▶ _WORK REQUIRED_
Give the entries again exactly, every one of them.

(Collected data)
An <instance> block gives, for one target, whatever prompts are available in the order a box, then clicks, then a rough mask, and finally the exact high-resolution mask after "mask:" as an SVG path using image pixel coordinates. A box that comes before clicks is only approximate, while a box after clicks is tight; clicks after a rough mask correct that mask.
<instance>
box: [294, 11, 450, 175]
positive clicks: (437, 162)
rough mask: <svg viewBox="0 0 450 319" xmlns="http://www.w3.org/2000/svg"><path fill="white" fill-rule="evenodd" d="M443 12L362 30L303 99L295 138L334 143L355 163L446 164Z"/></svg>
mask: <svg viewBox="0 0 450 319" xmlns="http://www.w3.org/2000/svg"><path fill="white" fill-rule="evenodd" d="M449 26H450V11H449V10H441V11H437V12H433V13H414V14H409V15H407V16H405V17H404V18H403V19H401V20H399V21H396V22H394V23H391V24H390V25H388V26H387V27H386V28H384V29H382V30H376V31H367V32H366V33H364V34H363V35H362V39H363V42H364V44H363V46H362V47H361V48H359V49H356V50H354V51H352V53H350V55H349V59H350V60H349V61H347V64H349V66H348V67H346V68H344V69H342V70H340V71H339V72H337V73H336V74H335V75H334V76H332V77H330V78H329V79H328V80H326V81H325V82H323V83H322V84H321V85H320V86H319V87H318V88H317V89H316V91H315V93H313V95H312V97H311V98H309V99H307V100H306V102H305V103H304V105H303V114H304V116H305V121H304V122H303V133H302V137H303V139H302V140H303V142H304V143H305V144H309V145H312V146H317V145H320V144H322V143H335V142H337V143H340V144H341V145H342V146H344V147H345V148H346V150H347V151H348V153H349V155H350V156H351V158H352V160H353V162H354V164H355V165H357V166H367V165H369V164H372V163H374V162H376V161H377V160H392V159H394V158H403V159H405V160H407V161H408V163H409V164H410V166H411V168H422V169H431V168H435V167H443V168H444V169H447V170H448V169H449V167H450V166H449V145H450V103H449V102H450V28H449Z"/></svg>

▶ _OUTPUT OF THE TASK_
An <instance> block gives, for one target, whatever prompts are available in the order a box, then clicks, then a rough mask, and finally the exact high-resolution mask after "mask:" as an SVG path using image pixel coordinates. A box that comes before clicks is only approximate, while a box after clicks is tight; clicks after a rough mask correct that mask.
<instance>
box: [294, 11, 450, 175]
positive clicks: (437, 162)
rough mask: <svg viewBox="0 0 450 319" xmlns="http://www.w3.org/2000/svg"><path fill="white" fill-rule="evenodd" d="M443 12L362 30L303 99L295 138L334 143L355 163L446 164Z"/></svg>
mask: <svg viewBox="0 0 450 319" xmlns="http://www.w3.org/2000/svg"><path fill="white" fill-rule="evenodd" d="M449 26H450V11H449V10H441V11H437V12H433V13H414V14H409V15H407V16H405V17H404V18H403V19H401V20H399V21H396V22H394V23H391V24H390V25H388V26H387V27H386V28H384V29H382V30H376V31H367V32H366V33H364V34H363V35H362V39H363V42H364V44H363V46H362V47H361V48H359V49H356V50H354V51H352V53H350V55H349V59H350V60H349V61H347V64H349V66H348V67H346V68H344V69H342V70H340V71H339V72H337V73H336V74H335V75H334V76H332V77H330V78H329V79H328V80H326V81H325V82H323V83H322V84H321V85H320V86H319V87H318V88H317V89H316V91H315V93H313V95H312V97H311V98H309V99H307V100H306V102H305V103H304V105H303V114H304V116H305V121H304V122H303V133H302V137H303V139H302V140H303V142H304V143H305V144H309V145H312V146H317V145H320V144H322V143H335V142H337V143H340V144H341V145H342V146H344V147H345V148H346V150H347V151H348V153H349V155H350V156H351V158H352V160H353V162H354V164H355V165H357V166H367V165H369V164H372V163H374V162H376V161H377V160H392V159H394V158H403V159H405V160H407V161H408V163H409V164H410V166H411V168H422V169H431V168H435V167H443V168H444V169H447V170H448V169H449V167H450V166H449V145H450V103H449V102H450V28H449Z"/></svg>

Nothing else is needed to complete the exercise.